**ACTIVITY**:
In the piece on storytelling, in what forms can people share their stories through the website?

**PASSAGE PROVIDED**:

Start of Block

Tell your story

Everyone has a story to tell. As a doctor, people share their stories with me related to their health and their lives — often about sickness, suffering and loss, and also about celebration and wonderful things. I’m a receiver of stories — and it’s an incredible honor to be entrusted with such a privilege.

Lots of people are now telling their stories on social media platforms, sharing to larger and larger audiences, where stories are often rewarded with “likes” and going “viral.” Thanks to Covid-19, we have been living through historic times that will be remembered like the Black Death of 1350 or the Spanish Flu of 1918 — “history” in the making!

A new storytelling initiative in New Hampshire offers an opportunity for all of us to tell our own stories from this unprecedented time we’re living through. Our Story: Reflections from the Pandemic and Beyond (ourstorynh.com) is a forum to create, share and collect stories across New Hampshire via multiple media and from multiple sectors of life, experience, feelings, hopes and thoughts of life during and before the pandemic and in anticipation of a post-pandemic reality.

Storytelling is transformational. Research has revealed that storytelling benefits both the person sharing and the listener. In fact, listening to other people’s stories has been shown to activate parts of the brain as though we were experiencing the events ourselves, creating a powerful connection to both the narrative and the storyteller. Stories can inspire and motivate and be uniquely memorable as they engage both head and heart. Perhaps this is why storytelling has existed in every culture across time.

What most inspired me to volunteer to help bring the Our Story NH project to fruition is its grounding in an ethical framework that intentionally centers equity. The primary goal is to create a space for self-expression, healing and an opportunity to be heard where participants tell their own stories on their own terms and where the storytellers completely own their stories. There is a therapeutic dimension to telling our stories via whatever medium we choose. Our Story NH will offer a number of ways to capture people’s experiences and personal histories including listening stations around the state as well as digital storytelling workshops. And a community council to inform and guide the project is in development — perhaps you might be interested?

For now, I invite you to share your story via the website (ourstorynh.com) — in text, audio, video, photo or artwork form. We all have stories to tell. Won’t you join us in telling yours?

End of Block

**PROVIDED MATERIAL**:
Start of Block

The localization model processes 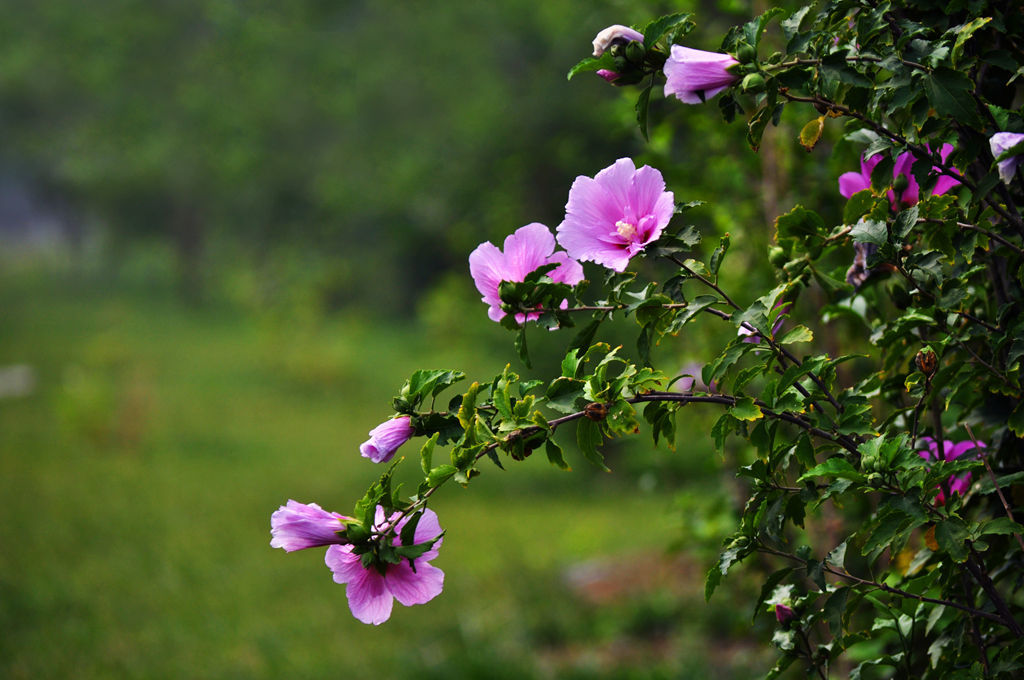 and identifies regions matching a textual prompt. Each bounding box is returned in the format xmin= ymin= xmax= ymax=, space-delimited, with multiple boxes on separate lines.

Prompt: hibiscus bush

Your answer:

End of Block

**RESULT**:
Text, audio, video, photo or artwork.